## [Textauszug]
________________________

Von Kersten Knipp | 21.09.2008
    Die Politik prägte sein Leben, kaum dass er geboren war. Als Karl im Jahr 1500 als Sohn Philipps des Schönen von Österreich zur Welt kam, stand im spanischen Königreich eine Erbfolge an. Da seine Mutter Johanna, genannt "die Wahnsinnige", aufgrund ihrer psychischen Probleme die Thronfolge nicht antreten durfte, rückte Karl schon im Alter von 16 Jahren an die Spitze der Macht.

    Und als Enkel Maximilians I., Kaiser des Heiligen Römischen Reiches, sollte er drei Jahre später auch dessen Nachfolger werden. Eine hohe Verantwortung für einen jungen Mann, den ein Zeitzeuge als eher zurückhaltenden Menschen beschrieb.

    "Im Grunde seines Wesens ist er schwermütig, aber nicht temperamentlos, und seine ganze Veranlagung entspricht dieser Gesamthaltung. Er ist ein sehr religiöser Mensch, sehr gerecht, frei von jedem Laster, und nicht, wie andere junge Leute, der Wollust ergeben. Er kennt auch sonst keine anderen Vergnügungen."

________________________

## [Vorliegende Angaben]
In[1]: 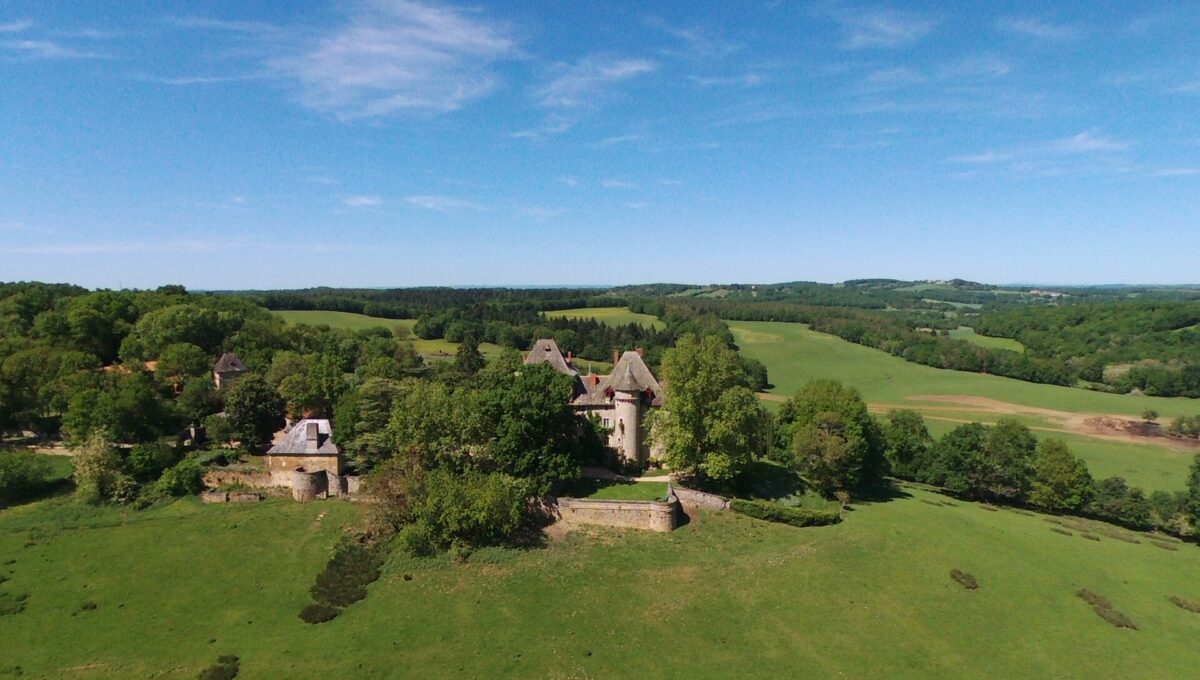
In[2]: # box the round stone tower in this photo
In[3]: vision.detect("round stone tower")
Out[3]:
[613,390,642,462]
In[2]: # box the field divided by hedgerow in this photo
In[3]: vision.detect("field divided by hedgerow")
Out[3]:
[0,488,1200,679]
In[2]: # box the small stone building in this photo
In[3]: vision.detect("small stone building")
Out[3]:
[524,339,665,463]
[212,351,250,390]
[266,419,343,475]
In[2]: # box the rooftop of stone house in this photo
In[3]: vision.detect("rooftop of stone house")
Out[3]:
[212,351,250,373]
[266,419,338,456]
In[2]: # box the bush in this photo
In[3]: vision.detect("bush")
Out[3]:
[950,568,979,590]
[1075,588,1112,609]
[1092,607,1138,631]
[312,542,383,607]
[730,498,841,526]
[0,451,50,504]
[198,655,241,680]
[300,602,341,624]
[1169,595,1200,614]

________________________

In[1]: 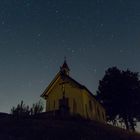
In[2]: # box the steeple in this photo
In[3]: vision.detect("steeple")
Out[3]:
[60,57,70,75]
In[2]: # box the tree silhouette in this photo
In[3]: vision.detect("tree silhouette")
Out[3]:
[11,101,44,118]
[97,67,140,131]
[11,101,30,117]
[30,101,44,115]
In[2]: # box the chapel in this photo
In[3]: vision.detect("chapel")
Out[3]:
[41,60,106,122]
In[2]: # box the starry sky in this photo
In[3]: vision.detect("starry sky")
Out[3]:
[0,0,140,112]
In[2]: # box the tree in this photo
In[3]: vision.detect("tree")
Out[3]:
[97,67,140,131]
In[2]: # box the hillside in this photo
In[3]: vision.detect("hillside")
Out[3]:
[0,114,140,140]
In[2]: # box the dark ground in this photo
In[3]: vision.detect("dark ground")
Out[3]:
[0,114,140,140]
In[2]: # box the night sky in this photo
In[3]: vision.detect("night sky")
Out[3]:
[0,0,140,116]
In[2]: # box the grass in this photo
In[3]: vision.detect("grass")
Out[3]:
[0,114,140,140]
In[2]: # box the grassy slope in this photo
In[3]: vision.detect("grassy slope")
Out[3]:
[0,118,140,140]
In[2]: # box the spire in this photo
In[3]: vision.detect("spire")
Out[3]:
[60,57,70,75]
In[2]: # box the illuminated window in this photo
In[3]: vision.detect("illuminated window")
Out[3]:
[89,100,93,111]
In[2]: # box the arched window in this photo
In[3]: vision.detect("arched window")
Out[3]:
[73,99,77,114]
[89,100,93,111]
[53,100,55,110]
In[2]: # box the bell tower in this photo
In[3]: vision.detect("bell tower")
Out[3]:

________________________

## [Deine Aufgabe]
Führe den Textauszug über das Leben des jungen Karl nach seinem letzten Satz weiter.

## [Deine Antwort]
    Als Herrscher über Flandern und die Niederlande bis Österreich, über Spanien, Neapel und Sizilien bis hin zu den lateinamerikanischen Kolonien - ein Reich, in dem tatsächlich "die Sonne nicht unterging" - hatte Karl eine Unmenge an Regierungspflichten zu erfüllen.

    Die Spannung zwischen Königs- und Kaiseramt zieht sich bis in die heutigen Geschichtsbücher: Während sich deutsche Historiker vor allem auf den Kaiser konzentrieren, dominiert in der spanischen Wahrnehmung seine Rolle als König. In beiden Ländern aber erinnert man sich an einen Herrscher, der auch durch ein körperliches Charakteristikum auffiel. Ein Zeitzeuge fand dafür anschauliche Worte.

    "Nichts kann man an seinem Äußeren beanstanden, ausgenommen sein Kinn, oder besser noch, die gesamte Unterkieferpartie, die sowohl zu breit als auch zu lang ist und darum unnatürlich und künstlich wirkt. Deshalb kann der Kaiser beim Schließen des Mundes die Oberzähne nicht auf die Unterzähne setzen, wodurch er beim Sprechen die Worte verschluckt und man ihn daher oft nicht gut versteht."

    Karls Regierungszeit fiel in eine Zeit großer gesellschaftlicher Umwälzungen. So drohte um 1520 ein junger Theologe mit seinen Ideen die ideelle Einheit des Reiches zu spalten. Gegen Martin Luther und seine Thesen wandte Karl sich darum in aller Entschiedenheit:

    "Es wäre eine große Schande für mich und für Euch, die wir durch Privileg und besonderen Vorrang eingesetzt sind als Verteidiger und Schützer des katholischen Glaubens, wenn in unserer Zeit nicht allzeit Ketzerei, sondern auch nur Argwohn von Ketzerei oder Verminderung der christlichen Religion aufbricht durch unsere Nachlässigkeit."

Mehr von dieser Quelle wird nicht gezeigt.